What the task asks => Count the lines in the data below that include the word "roof", and reply with only that number.

Information given =>
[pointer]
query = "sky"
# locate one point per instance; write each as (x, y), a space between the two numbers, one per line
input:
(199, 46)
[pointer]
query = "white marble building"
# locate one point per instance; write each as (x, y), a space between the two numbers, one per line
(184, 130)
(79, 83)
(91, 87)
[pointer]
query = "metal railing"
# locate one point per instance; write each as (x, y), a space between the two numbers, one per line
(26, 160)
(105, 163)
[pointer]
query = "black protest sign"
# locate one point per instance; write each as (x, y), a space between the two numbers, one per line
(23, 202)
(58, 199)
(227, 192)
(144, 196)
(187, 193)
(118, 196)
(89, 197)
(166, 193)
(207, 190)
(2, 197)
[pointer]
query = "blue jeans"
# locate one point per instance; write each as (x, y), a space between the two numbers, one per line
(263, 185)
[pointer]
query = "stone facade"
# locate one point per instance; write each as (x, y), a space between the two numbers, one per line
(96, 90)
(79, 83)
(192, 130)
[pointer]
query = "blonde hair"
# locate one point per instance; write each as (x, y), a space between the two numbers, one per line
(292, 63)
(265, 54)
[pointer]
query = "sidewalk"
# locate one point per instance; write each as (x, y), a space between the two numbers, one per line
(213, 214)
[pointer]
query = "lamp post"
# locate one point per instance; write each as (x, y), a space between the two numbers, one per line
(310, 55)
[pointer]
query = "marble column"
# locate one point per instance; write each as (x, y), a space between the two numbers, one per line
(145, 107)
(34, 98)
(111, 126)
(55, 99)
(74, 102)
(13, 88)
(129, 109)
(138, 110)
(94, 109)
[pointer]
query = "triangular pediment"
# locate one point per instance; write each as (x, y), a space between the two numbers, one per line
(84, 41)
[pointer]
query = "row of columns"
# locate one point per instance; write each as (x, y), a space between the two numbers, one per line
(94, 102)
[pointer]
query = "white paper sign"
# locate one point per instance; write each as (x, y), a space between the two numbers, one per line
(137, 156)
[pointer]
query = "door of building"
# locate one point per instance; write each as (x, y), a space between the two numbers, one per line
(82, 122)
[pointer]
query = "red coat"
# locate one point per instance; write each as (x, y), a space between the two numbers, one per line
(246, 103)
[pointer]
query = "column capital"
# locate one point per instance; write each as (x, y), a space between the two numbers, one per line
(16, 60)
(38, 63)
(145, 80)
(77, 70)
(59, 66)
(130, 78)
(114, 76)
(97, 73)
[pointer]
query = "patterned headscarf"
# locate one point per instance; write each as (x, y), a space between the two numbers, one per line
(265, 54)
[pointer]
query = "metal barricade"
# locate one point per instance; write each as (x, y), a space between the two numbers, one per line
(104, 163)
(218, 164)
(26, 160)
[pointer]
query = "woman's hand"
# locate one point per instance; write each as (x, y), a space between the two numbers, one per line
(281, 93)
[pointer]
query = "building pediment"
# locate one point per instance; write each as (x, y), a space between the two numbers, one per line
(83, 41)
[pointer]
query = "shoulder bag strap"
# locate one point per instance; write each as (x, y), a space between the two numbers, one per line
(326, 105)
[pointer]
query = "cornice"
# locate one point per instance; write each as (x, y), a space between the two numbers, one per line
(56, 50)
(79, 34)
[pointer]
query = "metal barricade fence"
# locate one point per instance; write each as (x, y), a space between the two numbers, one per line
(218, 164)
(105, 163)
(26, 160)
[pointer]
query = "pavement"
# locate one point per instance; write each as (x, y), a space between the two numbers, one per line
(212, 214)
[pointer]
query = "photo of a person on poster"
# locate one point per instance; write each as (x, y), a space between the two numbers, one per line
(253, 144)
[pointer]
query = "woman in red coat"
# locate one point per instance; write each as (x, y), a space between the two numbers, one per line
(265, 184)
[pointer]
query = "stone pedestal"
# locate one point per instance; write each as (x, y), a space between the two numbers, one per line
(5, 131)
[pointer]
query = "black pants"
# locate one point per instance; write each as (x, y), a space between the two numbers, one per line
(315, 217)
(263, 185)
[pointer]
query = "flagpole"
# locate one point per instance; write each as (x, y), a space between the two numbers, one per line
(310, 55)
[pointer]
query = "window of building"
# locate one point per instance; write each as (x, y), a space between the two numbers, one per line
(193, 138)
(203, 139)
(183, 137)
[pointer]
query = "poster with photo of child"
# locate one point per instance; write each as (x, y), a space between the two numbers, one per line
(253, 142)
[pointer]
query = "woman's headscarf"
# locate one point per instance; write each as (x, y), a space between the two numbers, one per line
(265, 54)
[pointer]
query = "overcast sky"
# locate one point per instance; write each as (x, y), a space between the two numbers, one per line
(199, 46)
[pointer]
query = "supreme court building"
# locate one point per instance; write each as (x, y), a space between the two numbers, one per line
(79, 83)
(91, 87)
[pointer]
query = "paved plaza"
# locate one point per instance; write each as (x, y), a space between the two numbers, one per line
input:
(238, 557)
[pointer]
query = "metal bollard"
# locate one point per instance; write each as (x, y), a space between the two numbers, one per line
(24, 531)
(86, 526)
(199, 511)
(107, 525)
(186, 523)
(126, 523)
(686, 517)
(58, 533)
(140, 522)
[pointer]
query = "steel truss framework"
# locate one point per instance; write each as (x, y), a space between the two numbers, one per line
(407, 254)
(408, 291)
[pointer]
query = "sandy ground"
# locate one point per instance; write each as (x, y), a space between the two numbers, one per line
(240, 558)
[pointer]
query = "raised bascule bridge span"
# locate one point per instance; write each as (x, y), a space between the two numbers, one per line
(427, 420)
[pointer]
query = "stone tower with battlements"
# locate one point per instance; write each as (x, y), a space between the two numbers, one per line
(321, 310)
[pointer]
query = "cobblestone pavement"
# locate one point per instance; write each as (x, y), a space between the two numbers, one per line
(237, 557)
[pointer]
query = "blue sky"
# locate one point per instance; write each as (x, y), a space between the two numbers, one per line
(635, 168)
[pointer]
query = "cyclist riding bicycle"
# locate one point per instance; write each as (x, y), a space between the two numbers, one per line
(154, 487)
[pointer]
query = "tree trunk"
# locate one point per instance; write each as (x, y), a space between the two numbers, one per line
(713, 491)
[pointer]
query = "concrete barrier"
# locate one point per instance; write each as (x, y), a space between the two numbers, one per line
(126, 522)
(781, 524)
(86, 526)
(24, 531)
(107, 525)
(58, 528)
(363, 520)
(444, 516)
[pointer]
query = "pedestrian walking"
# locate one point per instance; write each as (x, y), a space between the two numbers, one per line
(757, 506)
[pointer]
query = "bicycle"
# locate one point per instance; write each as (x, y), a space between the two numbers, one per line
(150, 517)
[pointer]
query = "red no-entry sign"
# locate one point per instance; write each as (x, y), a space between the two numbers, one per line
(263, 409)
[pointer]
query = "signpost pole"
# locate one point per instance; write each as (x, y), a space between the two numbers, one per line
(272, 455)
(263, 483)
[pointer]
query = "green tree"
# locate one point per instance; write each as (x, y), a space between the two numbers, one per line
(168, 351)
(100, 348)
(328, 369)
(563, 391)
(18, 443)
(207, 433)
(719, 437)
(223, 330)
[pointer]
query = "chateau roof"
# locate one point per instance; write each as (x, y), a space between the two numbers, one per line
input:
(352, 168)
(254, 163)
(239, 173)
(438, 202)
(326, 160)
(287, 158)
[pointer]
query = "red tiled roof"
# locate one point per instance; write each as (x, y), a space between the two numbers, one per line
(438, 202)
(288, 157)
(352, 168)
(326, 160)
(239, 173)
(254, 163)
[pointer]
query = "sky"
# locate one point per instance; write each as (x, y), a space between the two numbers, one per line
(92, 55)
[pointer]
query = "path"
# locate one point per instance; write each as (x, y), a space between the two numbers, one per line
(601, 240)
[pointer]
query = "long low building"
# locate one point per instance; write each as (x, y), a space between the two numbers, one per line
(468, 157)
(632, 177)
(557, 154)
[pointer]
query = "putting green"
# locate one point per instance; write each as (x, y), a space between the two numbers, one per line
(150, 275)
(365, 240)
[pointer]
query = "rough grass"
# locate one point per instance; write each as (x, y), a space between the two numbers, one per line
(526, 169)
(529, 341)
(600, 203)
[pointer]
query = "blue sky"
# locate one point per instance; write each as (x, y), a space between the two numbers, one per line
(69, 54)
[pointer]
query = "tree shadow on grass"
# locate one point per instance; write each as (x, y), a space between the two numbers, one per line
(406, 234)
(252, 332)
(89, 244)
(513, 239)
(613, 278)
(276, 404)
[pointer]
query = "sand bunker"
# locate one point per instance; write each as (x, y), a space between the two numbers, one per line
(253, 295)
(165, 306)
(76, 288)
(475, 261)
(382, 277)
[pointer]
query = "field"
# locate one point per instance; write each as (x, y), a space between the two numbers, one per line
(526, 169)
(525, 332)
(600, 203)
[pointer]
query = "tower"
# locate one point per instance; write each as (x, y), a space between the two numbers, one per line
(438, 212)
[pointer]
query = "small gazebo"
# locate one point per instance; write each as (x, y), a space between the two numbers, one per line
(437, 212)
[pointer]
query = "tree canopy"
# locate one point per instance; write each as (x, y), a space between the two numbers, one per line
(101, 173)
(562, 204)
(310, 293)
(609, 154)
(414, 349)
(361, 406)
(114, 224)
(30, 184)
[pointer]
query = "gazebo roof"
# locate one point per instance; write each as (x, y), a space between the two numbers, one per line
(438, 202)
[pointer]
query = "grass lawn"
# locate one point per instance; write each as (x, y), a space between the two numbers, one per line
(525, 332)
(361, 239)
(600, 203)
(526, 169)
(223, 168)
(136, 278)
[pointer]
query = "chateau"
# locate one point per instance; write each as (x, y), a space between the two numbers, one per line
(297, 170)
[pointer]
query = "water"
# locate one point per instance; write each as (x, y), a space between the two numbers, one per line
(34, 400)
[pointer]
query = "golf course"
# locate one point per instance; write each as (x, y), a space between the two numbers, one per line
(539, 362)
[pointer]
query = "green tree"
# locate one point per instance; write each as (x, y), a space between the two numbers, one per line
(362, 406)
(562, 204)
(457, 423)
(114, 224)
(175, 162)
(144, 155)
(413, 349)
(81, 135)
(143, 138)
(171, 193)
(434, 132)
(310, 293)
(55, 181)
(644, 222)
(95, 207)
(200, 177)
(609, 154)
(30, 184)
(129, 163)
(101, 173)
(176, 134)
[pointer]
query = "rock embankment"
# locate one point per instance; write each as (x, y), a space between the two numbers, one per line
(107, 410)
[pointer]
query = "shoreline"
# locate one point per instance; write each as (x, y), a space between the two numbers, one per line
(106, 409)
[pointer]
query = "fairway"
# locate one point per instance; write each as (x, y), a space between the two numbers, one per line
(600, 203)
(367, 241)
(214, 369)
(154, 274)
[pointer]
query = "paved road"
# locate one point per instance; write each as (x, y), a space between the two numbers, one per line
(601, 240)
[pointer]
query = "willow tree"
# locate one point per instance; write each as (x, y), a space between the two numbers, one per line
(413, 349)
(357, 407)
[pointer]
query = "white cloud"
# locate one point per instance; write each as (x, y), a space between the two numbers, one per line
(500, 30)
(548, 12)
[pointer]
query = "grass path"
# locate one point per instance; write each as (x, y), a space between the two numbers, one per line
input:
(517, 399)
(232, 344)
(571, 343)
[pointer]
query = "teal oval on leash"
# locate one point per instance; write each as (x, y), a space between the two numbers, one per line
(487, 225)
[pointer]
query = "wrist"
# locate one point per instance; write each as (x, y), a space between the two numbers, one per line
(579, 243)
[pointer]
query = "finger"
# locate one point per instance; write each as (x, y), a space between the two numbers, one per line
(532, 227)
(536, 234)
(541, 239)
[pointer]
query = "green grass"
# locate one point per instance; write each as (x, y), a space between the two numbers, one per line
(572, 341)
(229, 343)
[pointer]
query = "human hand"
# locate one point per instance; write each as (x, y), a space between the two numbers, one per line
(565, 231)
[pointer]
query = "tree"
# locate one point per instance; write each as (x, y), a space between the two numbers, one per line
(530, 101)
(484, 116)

Reply => 3